## DOCUMENT EXCERPT

Art Cologne 2008: Talk with Hilario Galguera
Hilario Galguera with a work by Carmen Brucic
In the last couple of years, wherever I go, I have heard about the Hilario Galguera Gallery, and I have seen it lately in the fairs I visited. I have always wondered about the history of this gallery with works by Damien Hirst, what will be the history of its director?
The career path of the Hilario Galguera Gallery is astonishing. From 1990, this Mexican architect was one of the curators at the prestigious Ace Gallery. Later on, in 1997, he opened his own local office of the Ace company, which closed three years after. In February 2006, he opened a new art space under his own brand (his name), his gallery was opened with an exhibition by none other than Damien Hirst, at the first individual show of Turner Prize in Latin America. Since then, the gallery's speedy rise and the acknowledgement received throughout the last years made it a world reference gallery. We talk about all that happened in this short period of time to the man, whose name and personality is clearly a synonym of success, Hilario Galguera.
AfN: You have worked for the Ace Gallery and have been in charge of its local office in Mexico from 1997 to 2000. How did you come to Ace?
Hilario Galguera: I came to Ace in 1990 and started to suggest projects, the most outstanding was in 1993 at the Rufino Tamayo Museum in Mexico City: a large exhibition by Jörg Immendorf. Based on that, other plans were carried out: in Los Angeles and New York. The New York's central office was opened in 1994 and Mexico's in 1997, which lasted for about three years, until 2001.
AfN: What happened throughout those three years of the Ace Gallery in Mexico? Who supported you and who closed you the door?
Hilario Galguera: I must say I did not find any support in Mexico apart from my friends and artists. Although Mexico's gallery was always regarded as a second-hand receptacle of LA and NY, it was actually thought to carry out its own original ideas that would be later on transferred to the other two cities. In that sense, I wanted to bring in foreign ideas, create a scene in Mexico, so that we can position at the top, where we are now. And from then on, I wanted to promote those artists I was most interesting in, who at that moment were working in Mexico. My aim was not understood or was misunderstood, and there was opposition, since it was said that I was not interested in the Mexican scene, but rather in bringing in things from abroad. Before the gallery closed, I met Santiago Sierra, who was about to throw in the towel because he could not find a way to show his work in Mexico. I brought him to Los Angeles and New York, where he would later on exhibit at the PS1 (a MoMA's section devoted to young artists)… from then on, Santiago was catapulted into the limelight and internationally acknowledged.

## THE TASKS
1 - Summarize the interview with Hilario Galguera in two sentences.
2 - List every person named in the interview with Hilario Galguera, apart from Galguera himself.
3 - Continue the interview with Hilario Galguera from the point where it stops.
The items play no part in this work.

## Source records
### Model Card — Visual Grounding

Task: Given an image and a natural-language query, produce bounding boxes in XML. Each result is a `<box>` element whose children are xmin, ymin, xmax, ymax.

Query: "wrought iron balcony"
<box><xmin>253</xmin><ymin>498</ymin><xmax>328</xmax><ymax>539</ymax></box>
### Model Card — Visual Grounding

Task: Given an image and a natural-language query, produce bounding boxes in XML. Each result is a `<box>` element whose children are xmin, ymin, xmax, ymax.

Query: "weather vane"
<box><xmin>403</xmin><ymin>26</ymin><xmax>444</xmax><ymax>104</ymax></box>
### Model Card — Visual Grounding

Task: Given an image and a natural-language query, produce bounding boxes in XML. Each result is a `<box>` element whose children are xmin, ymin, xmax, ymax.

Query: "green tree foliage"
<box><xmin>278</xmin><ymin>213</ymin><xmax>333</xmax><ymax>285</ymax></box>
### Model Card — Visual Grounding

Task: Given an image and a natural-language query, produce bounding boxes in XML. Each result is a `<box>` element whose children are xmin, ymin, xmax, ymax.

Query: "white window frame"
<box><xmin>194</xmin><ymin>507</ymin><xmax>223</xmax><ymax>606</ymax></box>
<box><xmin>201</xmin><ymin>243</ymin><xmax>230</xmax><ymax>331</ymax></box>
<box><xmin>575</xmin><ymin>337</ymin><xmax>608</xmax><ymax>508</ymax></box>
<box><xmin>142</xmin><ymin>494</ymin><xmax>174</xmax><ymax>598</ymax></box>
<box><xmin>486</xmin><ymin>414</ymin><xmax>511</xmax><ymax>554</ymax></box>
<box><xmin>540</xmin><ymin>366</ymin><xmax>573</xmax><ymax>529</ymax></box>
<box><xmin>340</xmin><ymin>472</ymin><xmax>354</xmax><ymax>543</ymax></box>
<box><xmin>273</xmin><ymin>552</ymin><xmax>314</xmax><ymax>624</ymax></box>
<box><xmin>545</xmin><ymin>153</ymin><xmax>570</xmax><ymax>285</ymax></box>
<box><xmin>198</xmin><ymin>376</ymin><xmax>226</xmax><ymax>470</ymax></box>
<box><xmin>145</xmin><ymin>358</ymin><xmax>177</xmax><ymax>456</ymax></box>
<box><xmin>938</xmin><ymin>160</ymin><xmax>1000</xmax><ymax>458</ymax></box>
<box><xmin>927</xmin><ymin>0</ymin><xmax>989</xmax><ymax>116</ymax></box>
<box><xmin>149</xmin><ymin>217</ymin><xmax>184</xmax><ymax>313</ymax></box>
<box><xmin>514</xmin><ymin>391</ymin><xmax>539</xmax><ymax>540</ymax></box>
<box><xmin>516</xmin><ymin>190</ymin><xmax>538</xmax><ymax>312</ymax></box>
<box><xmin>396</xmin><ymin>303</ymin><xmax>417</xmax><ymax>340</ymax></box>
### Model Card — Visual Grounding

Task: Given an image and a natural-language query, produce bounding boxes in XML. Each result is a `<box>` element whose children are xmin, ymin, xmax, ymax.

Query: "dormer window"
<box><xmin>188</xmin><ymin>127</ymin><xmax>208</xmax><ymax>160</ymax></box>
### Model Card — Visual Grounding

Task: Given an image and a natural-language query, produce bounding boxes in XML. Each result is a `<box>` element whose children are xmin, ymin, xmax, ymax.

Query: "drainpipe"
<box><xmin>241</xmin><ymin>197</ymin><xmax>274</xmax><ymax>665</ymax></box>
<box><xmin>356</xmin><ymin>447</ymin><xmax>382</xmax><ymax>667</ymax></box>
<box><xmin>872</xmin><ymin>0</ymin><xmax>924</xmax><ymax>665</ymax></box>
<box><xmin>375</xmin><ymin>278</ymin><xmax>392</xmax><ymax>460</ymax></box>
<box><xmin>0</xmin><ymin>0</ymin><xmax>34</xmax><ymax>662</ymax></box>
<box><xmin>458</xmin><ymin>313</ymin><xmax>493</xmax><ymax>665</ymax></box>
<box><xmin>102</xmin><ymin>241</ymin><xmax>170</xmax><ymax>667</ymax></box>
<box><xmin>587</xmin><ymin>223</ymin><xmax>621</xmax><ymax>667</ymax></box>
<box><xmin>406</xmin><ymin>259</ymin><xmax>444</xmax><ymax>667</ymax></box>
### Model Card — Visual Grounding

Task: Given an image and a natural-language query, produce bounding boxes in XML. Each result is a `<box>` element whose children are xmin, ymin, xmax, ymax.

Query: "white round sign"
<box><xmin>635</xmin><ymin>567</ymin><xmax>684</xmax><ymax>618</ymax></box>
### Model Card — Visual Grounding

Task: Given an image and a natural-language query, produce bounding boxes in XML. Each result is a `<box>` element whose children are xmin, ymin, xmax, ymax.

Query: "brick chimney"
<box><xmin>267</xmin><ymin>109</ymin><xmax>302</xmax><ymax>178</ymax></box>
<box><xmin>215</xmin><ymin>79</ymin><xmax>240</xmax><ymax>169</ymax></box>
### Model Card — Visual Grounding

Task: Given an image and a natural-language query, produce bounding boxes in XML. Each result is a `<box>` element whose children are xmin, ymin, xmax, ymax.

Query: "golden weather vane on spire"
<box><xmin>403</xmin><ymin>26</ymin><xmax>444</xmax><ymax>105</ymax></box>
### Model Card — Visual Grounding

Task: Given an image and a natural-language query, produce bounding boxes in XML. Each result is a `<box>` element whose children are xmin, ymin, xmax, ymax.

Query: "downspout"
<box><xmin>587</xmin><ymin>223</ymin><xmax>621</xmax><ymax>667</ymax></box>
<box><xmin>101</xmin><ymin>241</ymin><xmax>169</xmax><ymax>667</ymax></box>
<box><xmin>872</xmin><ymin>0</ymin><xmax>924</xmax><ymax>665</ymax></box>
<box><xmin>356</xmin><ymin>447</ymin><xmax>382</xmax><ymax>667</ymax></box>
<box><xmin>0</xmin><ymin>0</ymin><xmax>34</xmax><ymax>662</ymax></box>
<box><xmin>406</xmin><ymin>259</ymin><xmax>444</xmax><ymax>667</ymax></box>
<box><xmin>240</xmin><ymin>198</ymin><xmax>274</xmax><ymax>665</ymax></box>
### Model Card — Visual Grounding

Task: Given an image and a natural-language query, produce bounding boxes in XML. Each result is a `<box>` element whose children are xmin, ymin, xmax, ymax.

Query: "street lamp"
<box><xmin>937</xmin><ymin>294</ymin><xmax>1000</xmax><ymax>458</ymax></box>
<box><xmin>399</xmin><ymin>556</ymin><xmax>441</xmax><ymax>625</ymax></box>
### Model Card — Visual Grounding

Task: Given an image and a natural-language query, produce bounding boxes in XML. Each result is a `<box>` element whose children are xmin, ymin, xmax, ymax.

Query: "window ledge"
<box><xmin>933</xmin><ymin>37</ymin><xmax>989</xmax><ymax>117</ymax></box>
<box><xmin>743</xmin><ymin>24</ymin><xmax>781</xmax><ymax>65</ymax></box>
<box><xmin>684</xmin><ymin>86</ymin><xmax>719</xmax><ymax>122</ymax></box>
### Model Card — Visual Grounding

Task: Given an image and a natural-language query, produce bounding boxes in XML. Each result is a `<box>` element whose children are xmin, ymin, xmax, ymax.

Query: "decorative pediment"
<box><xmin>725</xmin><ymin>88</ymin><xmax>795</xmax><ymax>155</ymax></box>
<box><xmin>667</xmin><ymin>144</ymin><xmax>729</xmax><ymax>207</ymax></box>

## RESULTS IN ORDER
1 - Hilario Galguera, a Mexican architect, was a curator at the Ace Gallery from 1990, opened its local office in Mexico in 1997, and in February 2006 opened his own gallery with an exhibition by Damien Hirst. In the interview, he says he found no support in Mexico beyond his friends and artists, that his aim of bringing in foreign ideas was misunderstood and opposed, and that he brought Santiago Sierra to Los Angeles and New York.

2 - Carmen Brucic, Damien Hirst, Jörg Immendorf, Santiago Sierra

3 -
AfN: At least, as for Santiago Sierra, it did work the idea of using the gallery as a starting point for original ideas that would be later on transferred to the USA.
Hilario Galguera: Yes, but I insist that I was not particularly interested in the US, but in creating a network among institutions, galleries, gallery owners and artists, as in Europe and the US. In any case, I was right: since New York, Santiago's work was very well acknowledged, he showcased in Berlin, and became a top-level figure in the art world. Unfortunately, shortly after, my project in Mexico was cancelled.
AfN: And from then on?
Hilario Galguera: From then on, I focused in other things in Mexico. I was invited to continue my projects in LA, but personally I did not find appealing to move there with my family. I thought Mexico City was a more powerful and stronger city that Los Angeles, which although being a city with potential, a rich city, cannot be compared to Mexico City, that is why I stayed.
AfN: And that's how we get to 2004, when you met Damient Hirst. How was that?
Hilario Galguera: Some people introduced me to him, but it was just a social event. At that time, I could not offer him anything. I had been working in the art world since 1985, I knew the status of Damien Hirst and it was nonsense to do anything. Even more since I knew he worked with the most outstanding, complete and powerful galleries in the world -Gagosian Gallery, White Cube-...
So, our encounter was just social and we became good friends. I was his guide, as Virgilio did with Dante, through the hell that is Mexico City. We talked about many things, not only about him and the contemporary art world, although we did talk about Mexico's art and archaeology. Shortly after, he found out I was involved in the art world, and was surprised I did not say anything. But then I said "You never asked me!"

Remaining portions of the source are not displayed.